Boris, Prince of Tarnovo, Duke in Saxony (born 12 October 1997), known by his Spanish civilian name Boris de Sajonia-Coburgo-Gotha y Ungría, is the elder son of Miriam Ungría y López and Kardam, Prince of Tarnovo, the grandson of former Tsar Simeon II of Bulgaria and, through his mother's second marriage in 2022, the step-son of Prince Ghazi bin Muhammad, a first cousin of King Abdullah II of Jordan.

He is, after the death of his father on 7 April 2015, first in line of succession to the defunct Bulgarian throne.

Boris, who has maintained close relations with the Spanish royal family since his father's death, speaks Spanish, English, French and some Bulgarian. He is an artist, devoted to sculpture, plays the guitar and was educated at the Lycée Français Molière in Villanueva de la Cañada in the vicinity of Madrid. He completed his International Baccalaureate studies at Sankt Gilgen International School near Salzburg, in Austria.

Work item -
Copy the stretch of the passage about Boris, Prince of Tarnovo, from "Boris, Prince of" through "defunct Bulgarian throne.", word for word.

The data -
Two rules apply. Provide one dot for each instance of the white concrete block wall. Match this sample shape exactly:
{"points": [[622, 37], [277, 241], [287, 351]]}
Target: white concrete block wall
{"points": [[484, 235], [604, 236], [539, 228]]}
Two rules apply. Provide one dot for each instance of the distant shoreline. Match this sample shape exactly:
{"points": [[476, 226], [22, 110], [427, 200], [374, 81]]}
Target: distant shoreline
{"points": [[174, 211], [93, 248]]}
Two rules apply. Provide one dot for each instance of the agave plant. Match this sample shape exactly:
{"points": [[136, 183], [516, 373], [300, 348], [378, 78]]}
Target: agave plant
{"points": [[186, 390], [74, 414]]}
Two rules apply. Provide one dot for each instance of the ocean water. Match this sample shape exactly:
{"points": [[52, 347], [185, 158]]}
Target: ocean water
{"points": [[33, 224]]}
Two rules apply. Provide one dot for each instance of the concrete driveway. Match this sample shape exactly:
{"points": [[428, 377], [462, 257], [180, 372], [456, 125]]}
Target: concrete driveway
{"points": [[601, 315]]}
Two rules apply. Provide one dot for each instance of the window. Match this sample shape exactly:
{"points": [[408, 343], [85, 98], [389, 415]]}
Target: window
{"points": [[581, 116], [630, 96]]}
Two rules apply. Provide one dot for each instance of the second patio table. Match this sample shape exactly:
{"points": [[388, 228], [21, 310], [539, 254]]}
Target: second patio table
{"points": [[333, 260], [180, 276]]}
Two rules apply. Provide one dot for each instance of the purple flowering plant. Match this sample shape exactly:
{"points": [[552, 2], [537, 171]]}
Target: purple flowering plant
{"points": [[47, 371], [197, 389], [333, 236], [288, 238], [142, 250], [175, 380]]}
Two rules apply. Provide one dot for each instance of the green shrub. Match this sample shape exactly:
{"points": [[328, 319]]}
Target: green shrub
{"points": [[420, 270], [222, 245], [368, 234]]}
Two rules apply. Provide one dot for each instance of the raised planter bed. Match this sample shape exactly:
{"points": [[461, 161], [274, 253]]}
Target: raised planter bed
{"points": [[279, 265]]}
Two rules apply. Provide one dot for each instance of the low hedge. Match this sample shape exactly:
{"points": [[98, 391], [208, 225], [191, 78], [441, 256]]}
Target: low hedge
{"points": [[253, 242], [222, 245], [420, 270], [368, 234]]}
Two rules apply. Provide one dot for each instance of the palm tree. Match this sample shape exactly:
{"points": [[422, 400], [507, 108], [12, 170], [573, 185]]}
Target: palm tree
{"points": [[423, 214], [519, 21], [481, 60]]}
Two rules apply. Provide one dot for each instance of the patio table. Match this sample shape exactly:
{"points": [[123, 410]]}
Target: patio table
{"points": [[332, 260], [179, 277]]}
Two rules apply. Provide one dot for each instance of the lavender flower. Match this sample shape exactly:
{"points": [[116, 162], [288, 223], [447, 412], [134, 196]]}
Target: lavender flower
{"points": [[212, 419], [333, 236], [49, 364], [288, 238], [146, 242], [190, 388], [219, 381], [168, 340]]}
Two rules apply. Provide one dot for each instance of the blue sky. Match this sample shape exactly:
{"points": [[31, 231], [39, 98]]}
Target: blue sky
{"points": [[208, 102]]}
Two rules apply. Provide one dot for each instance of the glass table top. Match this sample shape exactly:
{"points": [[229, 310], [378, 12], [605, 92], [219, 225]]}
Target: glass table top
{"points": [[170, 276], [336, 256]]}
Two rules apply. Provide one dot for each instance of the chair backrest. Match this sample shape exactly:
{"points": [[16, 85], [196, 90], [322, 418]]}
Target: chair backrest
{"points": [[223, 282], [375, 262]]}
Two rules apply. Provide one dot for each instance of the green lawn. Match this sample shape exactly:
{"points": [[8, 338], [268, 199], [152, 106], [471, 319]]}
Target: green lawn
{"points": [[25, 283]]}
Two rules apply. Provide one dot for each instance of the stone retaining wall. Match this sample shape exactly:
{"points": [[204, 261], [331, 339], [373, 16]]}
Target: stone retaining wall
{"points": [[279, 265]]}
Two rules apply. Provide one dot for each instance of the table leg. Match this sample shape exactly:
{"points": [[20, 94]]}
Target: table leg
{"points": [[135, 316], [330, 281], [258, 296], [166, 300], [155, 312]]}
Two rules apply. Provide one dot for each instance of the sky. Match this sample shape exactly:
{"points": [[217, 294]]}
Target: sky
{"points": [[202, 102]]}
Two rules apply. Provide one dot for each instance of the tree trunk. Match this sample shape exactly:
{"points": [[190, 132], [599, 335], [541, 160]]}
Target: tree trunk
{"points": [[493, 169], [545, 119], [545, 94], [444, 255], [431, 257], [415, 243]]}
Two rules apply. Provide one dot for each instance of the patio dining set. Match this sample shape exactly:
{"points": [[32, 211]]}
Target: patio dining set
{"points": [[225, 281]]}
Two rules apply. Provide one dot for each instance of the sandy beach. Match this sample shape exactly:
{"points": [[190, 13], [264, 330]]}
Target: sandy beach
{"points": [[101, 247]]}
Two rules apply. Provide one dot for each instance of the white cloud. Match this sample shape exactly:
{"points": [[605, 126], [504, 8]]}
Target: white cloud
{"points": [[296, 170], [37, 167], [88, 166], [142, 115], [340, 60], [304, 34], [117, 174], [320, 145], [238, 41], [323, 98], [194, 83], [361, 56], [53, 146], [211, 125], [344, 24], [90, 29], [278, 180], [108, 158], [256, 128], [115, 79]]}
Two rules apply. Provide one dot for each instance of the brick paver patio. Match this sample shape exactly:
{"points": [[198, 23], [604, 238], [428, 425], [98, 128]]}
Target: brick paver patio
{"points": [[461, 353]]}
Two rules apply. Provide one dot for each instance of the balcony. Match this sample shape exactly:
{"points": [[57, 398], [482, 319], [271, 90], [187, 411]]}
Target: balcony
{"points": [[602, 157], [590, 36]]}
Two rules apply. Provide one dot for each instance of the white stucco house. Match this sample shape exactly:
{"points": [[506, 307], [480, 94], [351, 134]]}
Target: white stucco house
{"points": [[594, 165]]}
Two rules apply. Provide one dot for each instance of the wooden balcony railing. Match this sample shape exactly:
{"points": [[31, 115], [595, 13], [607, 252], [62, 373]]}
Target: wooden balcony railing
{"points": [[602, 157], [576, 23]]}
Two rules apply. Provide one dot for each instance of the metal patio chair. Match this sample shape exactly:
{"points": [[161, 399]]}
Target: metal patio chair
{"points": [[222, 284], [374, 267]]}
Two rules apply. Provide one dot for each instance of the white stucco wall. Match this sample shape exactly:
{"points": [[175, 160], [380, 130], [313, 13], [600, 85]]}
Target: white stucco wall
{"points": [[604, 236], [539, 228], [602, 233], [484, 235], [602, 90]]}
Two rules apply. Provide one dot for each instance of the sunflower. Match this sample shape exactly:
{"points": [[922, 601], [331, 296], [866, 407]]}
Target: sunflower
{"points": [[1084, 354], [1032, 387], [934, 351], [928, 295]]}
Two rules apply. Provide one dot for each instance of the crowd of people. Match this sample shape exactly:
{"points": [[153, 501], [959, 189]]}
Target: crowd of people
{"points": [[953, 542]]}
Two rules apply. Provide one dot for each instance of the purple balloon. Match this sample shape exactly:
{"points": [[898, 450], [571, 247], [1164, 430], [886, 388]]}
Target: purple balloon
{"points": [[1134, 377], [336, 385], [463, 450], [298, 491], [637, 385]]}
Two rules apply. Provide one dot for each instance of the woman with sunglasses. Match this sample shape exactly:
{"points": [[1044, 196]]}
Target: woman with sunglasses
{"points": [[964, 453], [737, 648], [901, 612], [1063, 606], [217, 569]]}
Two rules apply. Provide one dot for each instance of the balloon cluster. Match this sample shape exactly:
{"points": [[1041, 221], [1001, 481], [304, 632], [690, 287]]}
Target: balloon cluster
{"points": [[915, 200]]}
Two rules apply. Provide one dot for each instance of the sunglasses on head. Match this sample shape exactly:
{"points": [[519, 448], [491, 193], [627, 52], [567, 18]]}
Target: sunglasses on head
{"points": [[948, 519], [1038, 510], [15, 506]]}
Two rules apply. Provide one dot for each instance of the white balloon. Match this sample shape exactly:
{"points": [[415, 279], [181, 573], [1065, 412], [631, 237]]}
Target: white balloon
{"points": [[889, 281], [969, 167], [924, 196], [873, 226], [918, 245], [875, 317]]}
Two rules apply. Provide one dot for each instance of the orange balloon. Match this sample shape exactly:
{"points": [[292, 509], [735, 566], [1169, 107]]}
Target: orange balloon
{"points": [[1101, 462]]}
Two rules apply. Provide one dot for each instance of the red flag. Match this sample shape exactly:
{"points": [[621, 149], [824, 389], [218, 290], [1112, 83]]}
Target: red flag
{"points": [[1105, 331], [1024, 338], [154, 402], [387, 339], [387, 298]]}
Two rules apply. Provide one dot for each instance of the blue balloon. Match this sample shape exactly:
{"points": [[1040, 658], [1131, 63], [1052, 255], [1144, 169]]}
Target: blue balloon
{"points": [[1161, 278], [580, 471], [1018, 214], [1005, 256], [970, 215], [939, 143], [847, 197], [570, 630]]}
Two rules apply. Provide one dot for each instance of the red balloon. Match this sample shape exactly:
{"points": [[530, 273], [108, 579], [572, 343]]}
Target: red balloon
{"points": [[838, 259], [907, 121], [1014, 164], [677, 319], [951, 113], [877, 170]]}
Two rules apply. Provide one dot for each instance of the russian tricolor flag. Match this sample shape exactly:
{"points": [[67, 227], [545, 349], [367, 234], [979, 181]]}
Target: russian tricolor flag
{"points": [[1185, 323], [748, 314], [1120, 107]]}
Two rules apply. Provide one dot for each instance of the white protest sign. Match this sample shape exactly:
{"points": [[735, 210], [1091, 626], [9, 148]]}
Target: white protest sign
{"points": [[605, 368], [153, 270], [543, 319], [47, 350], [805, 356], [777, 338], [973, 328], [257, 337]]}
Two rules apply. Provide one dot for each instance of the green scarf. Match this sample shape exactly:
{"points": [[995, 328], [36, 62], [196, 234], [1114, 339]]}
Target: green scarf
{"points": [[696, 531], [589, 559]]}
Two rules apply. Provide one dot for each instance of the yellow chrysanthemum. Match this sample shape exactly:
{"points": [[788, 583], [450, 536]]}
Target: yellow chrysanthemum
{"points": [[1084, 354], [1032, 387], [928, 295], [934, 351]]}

Answer space -
Boris, Prince of Tarnovo, Duke in Saxony (born 12 October 1997), known by his Spanish civilian name Boris de Sajonia-Coburgo-Gotha y Ungría, is the elder son of Miriam Ungría y López and Kardam, Prince of Tarnovo, the grandson of former Tsar Simeon II of Bulgaria and, through his mother's second marriage in 2022, the step-son of Prince Ghazi bin Muhammad, a first cousin of King Abdullah II of Jordan.

He is, after the death of his father on 7 April 2015, first in line of succession to the defunct Bulgarian throne.